◆ Short exercise: Reproduce the material below, substituting "pixel coordinates" for every occurrence of "pixel coords" and leaving all other text unchanged.

Dataset items:
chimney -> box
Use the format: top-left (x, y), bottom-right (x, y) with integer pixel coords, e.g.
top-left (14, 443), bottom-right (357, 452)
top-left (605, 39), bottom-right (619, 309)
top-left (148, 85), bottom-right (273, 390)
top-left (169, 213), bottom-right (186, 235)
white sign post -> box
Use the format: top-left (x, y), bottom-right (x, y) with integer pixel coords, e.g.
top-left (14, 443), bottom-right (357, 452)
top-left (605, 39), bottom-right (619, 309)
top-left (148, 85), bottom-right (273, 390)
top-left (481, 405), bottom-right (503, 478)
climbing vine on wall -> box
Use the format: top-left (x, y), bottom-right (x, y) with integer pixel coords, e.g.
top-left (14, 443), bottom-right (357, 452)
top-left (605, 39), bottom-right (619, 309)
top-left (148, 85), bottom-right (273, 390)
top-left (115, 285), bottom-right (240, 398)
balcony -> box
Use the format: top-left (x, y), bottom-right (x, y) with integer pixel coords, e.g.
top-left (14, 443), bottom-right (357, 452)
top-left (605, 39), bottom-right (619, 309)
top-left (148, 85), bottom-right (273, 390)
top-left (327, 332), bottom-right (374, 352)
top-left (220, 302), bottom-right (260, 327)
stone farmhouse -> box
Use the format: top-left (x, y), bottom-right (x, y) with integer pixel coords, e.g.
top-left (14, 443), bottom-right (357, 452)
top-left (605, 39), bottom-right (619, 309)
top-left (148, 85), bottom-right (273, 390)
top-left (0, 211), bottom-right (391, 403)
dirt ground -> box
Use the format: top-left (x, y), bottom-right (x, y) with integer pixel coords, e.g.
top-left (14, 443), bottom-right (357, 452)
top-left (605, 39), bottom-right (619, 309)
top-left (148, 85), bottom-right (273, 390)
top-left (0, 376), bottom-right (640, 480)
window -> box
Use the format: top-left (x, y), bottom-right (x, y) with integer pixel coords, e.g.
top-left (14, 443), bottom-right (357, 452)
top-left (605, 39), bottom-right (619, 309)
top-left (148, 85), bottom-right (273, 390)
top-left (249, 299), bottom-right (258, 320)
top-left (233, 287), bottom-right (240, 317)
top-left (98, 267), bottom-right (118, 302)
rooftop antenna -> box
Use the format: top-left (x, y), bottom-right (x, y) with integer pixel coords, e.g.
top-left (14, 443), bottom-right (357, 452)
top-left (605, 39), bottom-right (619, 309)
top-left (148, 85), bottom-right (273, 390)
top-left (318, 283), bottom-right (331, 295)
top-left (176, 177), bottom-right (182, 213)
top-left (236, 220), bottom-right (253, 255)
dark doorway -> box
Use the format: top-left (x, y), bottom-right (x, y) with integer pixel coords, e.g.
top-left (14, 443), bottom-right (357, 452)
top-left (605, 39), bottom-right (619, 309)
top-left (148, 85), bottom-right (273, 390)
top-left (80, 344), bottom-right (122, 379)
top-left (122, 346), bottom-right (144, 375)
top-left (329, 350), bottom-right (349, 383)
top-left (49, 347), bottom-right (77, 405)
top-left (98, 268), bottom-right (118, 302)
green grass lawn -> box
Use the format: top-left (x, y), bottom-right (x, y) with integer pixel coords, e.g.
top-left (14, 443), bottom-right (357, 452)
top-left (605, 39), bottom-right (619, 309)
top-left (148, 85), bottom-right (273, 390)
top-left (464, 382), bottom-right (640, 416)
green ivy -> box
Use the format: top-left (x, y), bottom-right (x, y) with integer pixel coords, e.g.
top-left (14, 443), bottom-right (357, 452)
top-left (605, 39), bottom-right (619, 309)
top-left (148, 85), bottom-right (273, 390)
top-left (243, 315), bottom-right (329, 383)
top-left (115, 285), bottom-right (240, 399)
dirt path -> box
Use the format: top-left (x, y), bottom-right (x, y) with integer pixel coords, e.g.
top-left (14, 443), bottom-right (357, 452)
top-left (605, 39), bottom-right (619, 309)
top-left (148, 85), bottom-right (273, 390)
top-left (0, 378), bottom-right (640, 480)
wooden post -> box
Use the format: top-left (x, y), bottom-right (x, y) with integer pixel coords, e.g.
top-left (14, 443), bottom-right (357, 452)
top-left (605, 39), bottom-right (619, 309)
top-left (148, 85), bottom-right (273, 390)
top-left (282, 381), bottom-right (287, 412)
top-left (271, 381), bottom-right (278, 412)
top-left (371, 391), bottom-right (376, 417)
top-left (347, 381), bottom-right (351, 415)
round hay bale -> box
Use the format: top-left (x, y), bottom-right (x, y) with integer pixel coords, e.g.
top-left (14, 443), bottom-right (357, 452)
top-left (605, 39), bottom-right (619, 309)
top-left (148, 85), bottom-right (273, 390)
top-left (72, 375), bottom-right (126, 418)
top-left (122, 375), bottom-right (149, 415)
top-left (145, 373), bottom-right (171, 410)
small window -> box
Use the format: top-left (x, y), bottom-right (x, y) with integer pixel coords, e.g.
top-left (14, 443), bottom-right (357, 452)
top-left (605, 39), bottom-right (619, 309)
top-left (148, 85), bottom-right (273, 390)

◆ Full solution:
chimney -> box
Use the format: top-left (x, y), bottom-right (x, y) with integer pixel coordinates, e.g.
top-left (14, 443), bottom-right (357, 452)
top-left (605, 39), bottom-right (619, 309)
top-left (148, 85), bottom-right (273, 390)
top-left (169, 213), bottom-right (186, 235)
white sign post -> box
Use the format: top-left (x, y), bottom-right (x, y) with integer pixel coordinates, e.g.
top-left (14, 443), bottom-right (357, 452)
top-left (605, 39), bottom-right (619, 309)
top-left (148, 85), bottom-right (273, 390)
top-left (481, 405), bottom-right (503, 478)
climbing vine on wall -> box
Use the format: top-left (x, y), bottom-right (x, y) with integer pixel coordinates, e.g.
top-left (14, 443), bottom-right (357, 452)
top-left (605, 39), bottom-right (619, 309)
top-left (148, 85), bottom-right (273, 390)
top-left (115, 285), bottom-right (240, 398)
balcony -> box
Use the format: top-left (x, y), bottom-right (x, y) with integer pixel coordinates, e.g.
top-left (14, 443), bottom-right (357, 452)
top-left (605, 39), bottom-right (619, 309)
top-left (148, 85), bottom-right (273, 390)
top-left (327, 332), bottom-right (374, 352)
top-left (220, 302), bottom-right (260, 327)
stone farmhouse -> box
Use the format: top-left (x, y), bottom-right (x, y) with integer pixel coordinates, e.g.
top-left (14, 443), bottom-right (357, 452)
top-left (605, 39), bottom-right (619, 309)
top-left (148, 85), bottom-right (273, 390)
top-left (0, 211), bottom-right (391, 403)
dirt ground -> box
Use the format: top-left (x, y), bottom-right (x, y) with integer pixel coordinates, e.g.
top-left (14, 443), bottom-right (357, 452)
top-left (605, 39), bottom-right (619, 309)
top-left (148, 85), bottom-right (273, 390)
top-left (0, 376), bottom-right (640, 480)
window -> box
Use the format: top-left (x, y), bottom-right (x, y) with integer pixel coordinates, e.g.
top-left (14, 443), bottom-right (357, 452)
top-left (605, 39), bottom-right (619, 309)
top-left (148, 85), bottom-right (273, 390)
top-left (249, 299), bottom-right (258, 320)
top-left (233, 287), bottom-right (240, 317)
top-left (98, 267), bottom-right (118, 302)
rooftop antenna -> box
Use the format: top-left (x, y), bottom-right (x, y) with integer pixel coordinates, e.g.
top-left (14, 443), bottom-right (357, 452)
top-left (605, 39), bottom-right (619, 309)
top-left (148, 85), bottom-right (273, 390)
top-left (318, 283), bottom-right (331, 295)
top-left (176, 177), bottom-right (182, 213)
top-left (236, 220), bottom-right (253, 255)
dark doorway -> box
Use the format: top-left (x, y), bottom-right (x, y) with integer pixel coordinates, e.g.
top-left (14, 443), bottom-right (357, 452)
top-left (605, 39), bottom-right (619, 309)
top-left (148, 85), bottom-right (273, 390)
top-left (80, 344), bottom-right (122, 379)
top-left (122, 346), bottom-right (144, 375)
top-left (329, 350), bottom-right (349, 383)
top-left (49, 347), bottom-right (77, 405)
top-left (98, 268), bottom-right (118, 302)
green grass lawn -> box
Use the format: top-left (x, y), bottom-right (x, y) with integer pixel coordinates, e.g.
top-left (14, 443), bottom-right (357, 452)
top-left (605, 39), bottom-right (619, 309)
top-left (148, 85), bottom-right (273, 390)
top-left (464, 382), bottom-right (640, 416)
green ivy -> box
Use the format: top-left (x, y), bottom-right (x, y) with integer pixel coordinates, e.g.
top-left (14, 443), bottom-right (357, 452)
top-left (605, 39), bottom-right (619, 309)
top-left (148, 85), bottom-right (273, 390)
top-left (243, 315), bottom-right (329, 383)
top-left (115, 285), bottom-right (240, 399)
dirt path -> box
Use the format: top-left (x, y), bottom-right (x, y) with integer pixel coordinates, e.g.
top-left (14, 443), bottom-right (357, 452)
top-left (605, 39), bottom-right (619, 309)
top-left (148, 85), bottom-right (273, 390)
top-left (0, 378), bottom-right (640, 480)
wooden post -> box
Use the format: top-left (x, y), bottom-right (x, y) with integer pixel coordinates, e.g.
top-left (14, 443), bottom-right (357, 452)
top-left (605, 39), bottom-right (619, 309)
top-left (148, 85), bottom-right (273, 390)
top-left (282, 381), bottom-right (287, 412)
top-left (271, 381), bottom-right (278, 412)
top-left (371, 391), bottom-right (376, 417)
top-left (347, 381), bottom-right (351, 415)
round hay bale -> box
Use the format: top-left (x, y), bottom-right (x, y) with integer pixel coordinates, e.g.
top-left (14, 443), bottom-right (357, 452)
top-left (605, 39), bottom-right (619, 309)
top-left (148, 85), bottom-right (273, 390)
top-left (72, 375), bottom-right (126, 418)
top-left (122, 375), bottom-right (149, 415)
top-left (145, 373), bottom-right (171, 410)
small window -> box
Use the format: top-left (x, y), bottom-right (x, y) with integer pixel coordinates, e.g.
top-left (14, 443), bottom-right (357, 452)
top-left (605, 39), bottom-right (619, 309)
top-left (148, 85), bottom-right (273, 390)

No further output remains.